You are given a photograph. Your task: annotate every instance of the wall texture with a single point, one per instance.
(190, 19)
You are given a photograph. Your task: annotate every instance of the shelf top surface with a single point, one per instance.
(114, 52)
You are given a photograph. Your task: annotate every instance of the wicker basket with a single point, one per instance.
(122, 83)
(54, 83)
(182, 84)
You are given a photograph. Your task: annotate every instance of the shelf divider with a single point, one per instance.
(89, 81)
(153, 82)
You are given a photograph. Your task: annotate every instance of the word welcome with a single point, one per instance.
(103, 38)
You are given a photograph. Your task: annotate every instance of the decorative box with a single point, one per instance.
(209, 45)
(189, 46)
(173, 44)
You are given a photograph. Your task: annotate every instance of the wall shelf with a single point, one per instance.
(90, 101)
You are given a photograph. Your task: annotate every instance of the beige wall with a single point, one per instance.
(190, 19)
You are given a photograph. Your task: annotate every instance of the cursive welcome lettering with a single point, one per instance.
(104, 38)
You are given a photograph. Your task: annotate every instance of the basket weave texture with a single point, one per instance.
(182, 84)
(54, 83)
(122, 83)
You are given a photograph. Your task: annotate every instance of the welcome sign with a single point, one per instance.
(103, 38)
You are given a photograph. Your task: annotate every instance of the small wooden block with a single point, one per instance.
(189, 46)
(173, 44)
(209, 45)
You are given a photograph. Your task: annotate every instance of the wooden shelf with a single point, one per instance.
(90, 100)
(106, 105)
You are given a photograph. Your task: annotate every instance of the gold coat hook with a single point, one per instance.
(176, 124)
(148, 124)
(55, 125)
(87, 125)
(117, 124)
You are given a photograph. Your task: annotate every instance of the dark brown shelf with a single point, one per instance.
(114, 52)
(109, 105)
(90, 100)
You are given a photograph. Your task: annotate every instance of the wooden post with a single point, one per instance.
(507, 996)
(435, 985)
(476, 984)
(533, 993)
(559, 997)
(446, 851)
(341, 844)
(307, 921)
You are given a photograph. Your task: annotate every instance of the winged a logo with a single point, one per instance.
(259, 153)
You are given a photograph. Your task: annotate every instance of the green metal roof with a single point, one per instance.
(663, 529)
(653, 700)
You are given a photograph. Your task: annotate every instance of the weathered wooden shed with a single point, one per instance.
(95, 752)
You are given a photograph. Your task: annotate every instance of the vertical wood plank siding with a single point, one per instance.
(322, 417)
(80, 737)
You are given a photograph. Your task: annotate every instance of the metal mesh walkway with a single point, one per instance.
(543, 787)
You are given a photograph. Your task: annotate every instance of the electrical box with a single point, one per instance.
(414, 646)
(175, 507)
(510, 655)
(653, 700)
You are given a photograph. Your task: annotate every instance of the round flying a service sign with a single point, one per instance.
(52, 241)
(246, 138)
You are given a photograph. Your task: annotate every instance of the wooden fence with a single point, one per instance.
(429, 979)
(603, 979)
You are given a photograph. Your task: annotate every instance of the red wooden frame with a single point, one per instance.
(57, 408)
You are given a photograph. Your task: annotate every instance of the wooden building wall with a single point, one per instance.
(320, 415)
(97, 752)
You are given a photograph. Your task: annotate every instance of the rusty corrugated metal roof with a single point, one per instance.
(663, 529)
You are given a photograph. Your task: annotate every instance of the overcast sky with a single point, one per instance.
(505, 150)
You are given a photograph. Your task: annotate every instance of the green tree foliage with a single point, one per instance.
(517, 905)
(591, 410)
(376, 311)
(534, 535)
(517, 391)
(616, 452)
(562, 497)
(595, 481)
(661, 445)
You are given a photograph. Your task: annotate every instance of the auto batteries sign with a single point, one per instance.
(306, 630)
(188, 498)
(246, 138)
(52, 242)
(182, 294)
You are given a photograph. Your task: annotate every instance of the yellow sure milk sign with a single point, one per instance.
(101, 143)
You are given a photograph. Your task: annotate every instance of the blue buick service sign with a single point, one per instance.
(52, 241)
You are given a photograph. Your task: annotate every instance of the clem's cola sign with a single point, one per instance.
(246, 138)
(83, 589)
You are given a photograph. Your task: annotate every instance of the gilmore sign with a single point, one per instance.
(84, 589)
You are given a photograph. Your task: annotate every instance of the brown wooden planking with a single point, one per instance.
################
**Work order**: Please copy out each entry exactly as it appears above.

**Answer to this task**:
You are given a photograph. Your task: annotate every instance of the wall texture with a single point, one per instance.
(190, 19)
You are given a photograph. Your task: annotate every instance of the shelf top surface with a single point, one per instance.
(114, 52)
You are given a photograph. Your task: annotate every instance of the wicker basket with a single point, one per instance.
(122, 83)
(54, 83)
(182, 84)
You are given a photograph. Your task: annotate every instance of the shelf divider with a single point, one per instance.
(89, 81)
(153, 82)
You are given a photograph. Your task: annotate every instance of the word welcome with a single point, one per instance.
(103, 38)
You are given a photograph. Your task: annotate every instance of the decorative box with a single point, one per instance.
(209, 45)
(189, 46)
(173, 44)
You are given a photograph. Your task: annotate every instance of the wall shelf with a single point, one per instance.
(90, 101)
You are given a photograph. Your task: annotate every instance of the beige wall with a single point, one per instance.
(190, 19)
You are given a photograph. Your task: annotate every instance of the cursive welcome lettering with a single point, one per instance.
(104, 38)
You are given a photograph. Your task: annotate every instance of the basket weave texture with a single point, one per instance.
(182, 84)
(54, 83)
(122, 83)
You are given a photograph. Your task: annotate every instance of the welcome sign with a single point, one per instance.
(103, 38)
You are given a photograph. Your task: annotate every instance of the small wooden block with a single point, one per instance.
(189, 46)
(173, 44)
(209, 45)
You are given a photograph. Your task: annotate every instance of the wooden shelf with a single point, one per instance.
(90, 100)
(106, 105)
You are given a photograph. Your task: annotate every instance of the gold coat hook with a single point, one per instance.
(176, 124)
(148, 124)
(55, 125)
(87, 125)
(117, 124)
You are given a photograph. Your task: annotate every instance of the dark brown shelf with a single point, one per instance.
(114, 52)
(109, 105)
(90, 100)
You are given a photograph. Your task: annotate every instance of the wooden post with a single point, one per instance.
(507, 996)
(435, 985)
(476, 984)
(533, 993)
(559, 997)
(446, 851)
(341, 844)
(307, 921)
You are given a photograph. Your task: annotate every instance of the winged a logo with a single point, one per instance.
(259, 153)
You are given a photograph. Your task: annotate every instance of the green metal roof with a single point, one per instance.
(663, 529)
(653, 700)
You are given a photograph. Your task: annotate every instance of the weathered wooden shed with a single point, one per instance.
(95, 752)
You are given a photograph. Your task: annotate every instance of the vertical wood plank siding with a single point, one per instance.
(322, 417)
(80, 737)
You are given a photograph. Your task: annotate every instance of the metal mesh walkway with a single point, one per instance.
(543, 787)
You are given a photograph. Your task: annotate every instance of the electrical box with a single point, one per instance.
(414, 646)
(175, 507)
(510, 655)
(653, 700)
You are given a photograph. Your task: annotate every instance of the round flying a service sign with a single point, one per instance.
(52, 241)
(246, 138)
You are given a photograph. Your task: annotate every instance of the wooden fence with a single point, one per instance.
(429, 979)
(603, 979)
You are given a photograph. Your task: annotate every instance of the red wooden frame with a single point, one per instance.
(57, 408)
You are given a photograph. Your task: annotate every instance of the wooden building wall with a single point, one per instance.
(320, 415)
(97, 752)
You are given a photograph. Your task: annotate every instance of the rusty corrugated metal roof with a single point, one per instance.
(663, 529)
You are given a photograph. Your task: annotate every instance of the overcast sky with a single point, one per instance.
(505, 150)
You are given a photograph. Your task: annotate every instance of the green tree foliage with a single point, one per instance.
(517, 905)
(591, 410)
(376, 311)
(534, 535)
(517, 391)
(616, 452)
(562, 497)
(595, 481)
(661, 445)
You are given a photograph. Your task: annotate every instance of the auto batteries sign with a single point, one per instance.
(306, 630)
(188, 498)
(246, 138)
(52, 242)
(182, 294)
You are given a photograph. Your task: annotate every instance of the yellow sure milk sign with a single point, one per instance.
(101, 143)
You are given a photograph. Your task: annotate every instance of the blue buick service sign with a single point, one per instance.
(52, 241)
You are given a photograph. Your task: annotate every instance of the clem's cola sign with a single point, one per instance.
(246, 138)
(83, 589)
You are given a photograph. Your task: annotate every instance of the gilmore sign with a single point, one per instance.
(84, 589)
You are given a photograph. Your task: annotate every instance of the brown wooden planking with a single point, one per instance.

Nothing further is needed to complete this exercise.